Start of Record set
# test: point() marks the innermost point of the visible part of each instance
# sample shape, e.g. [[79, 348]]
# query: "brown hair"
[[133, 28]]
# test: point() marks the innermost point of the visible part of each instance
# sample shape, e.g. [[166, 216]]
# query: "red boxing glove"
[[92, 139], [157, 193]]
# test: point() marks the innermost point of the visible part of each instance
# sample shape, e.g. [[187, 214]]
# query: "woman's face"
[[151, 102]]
End of Record set
Start of Record set
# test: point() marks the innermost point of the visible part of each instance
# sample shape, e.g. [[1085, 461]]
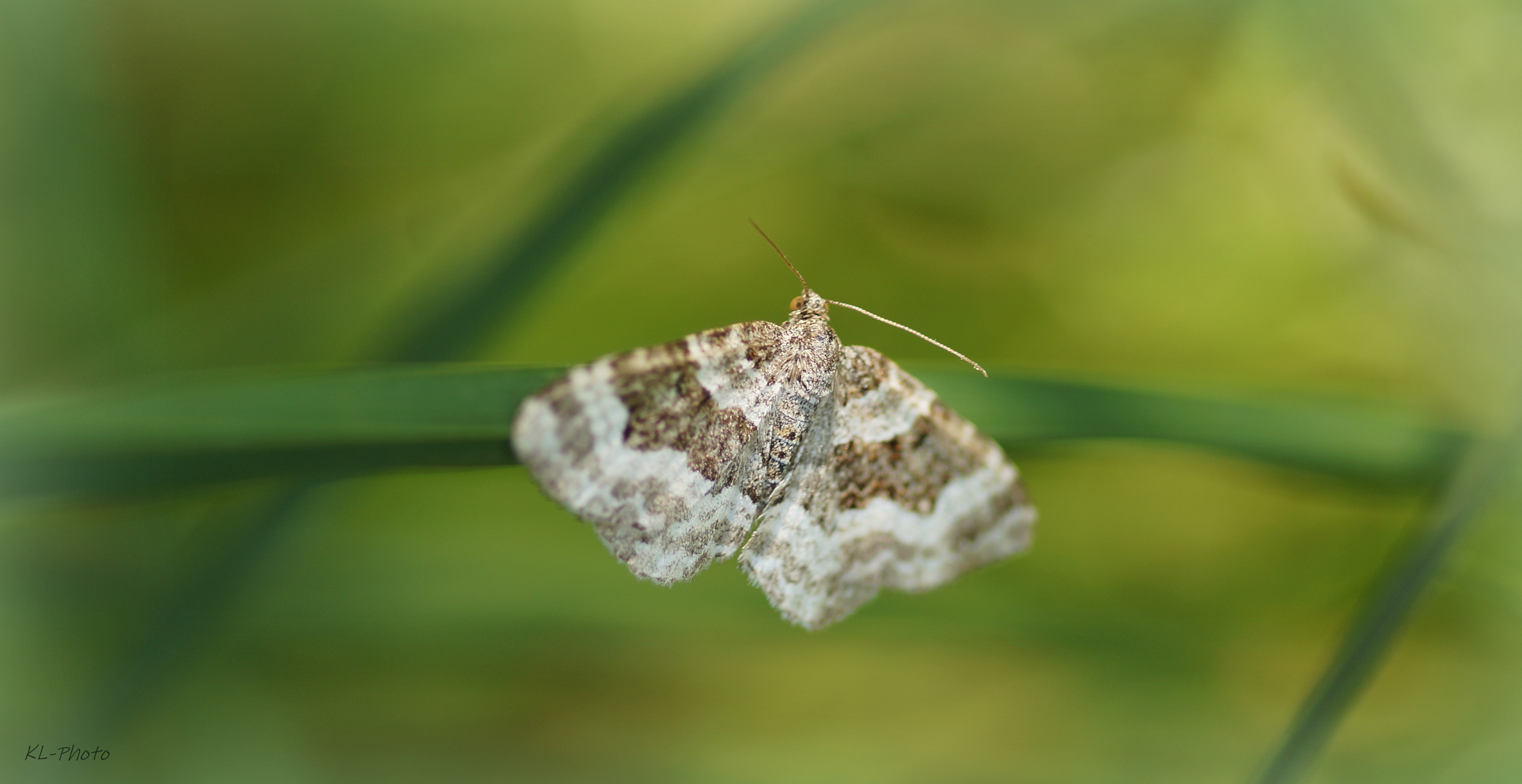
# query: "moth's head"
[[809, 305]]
End of Record set
Start of Record set
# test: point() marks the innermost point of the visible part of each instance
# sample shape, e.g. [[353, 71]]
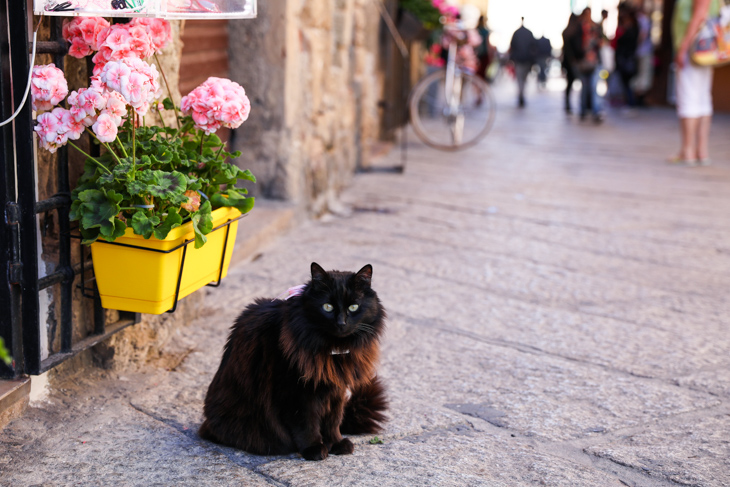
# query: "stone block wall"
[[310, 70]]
End of Record set
▶ [Exercise task]:
Count the lines in the data above that contain the word "sample". Reply with the number alone.

▶ [Response to this exercise]:
5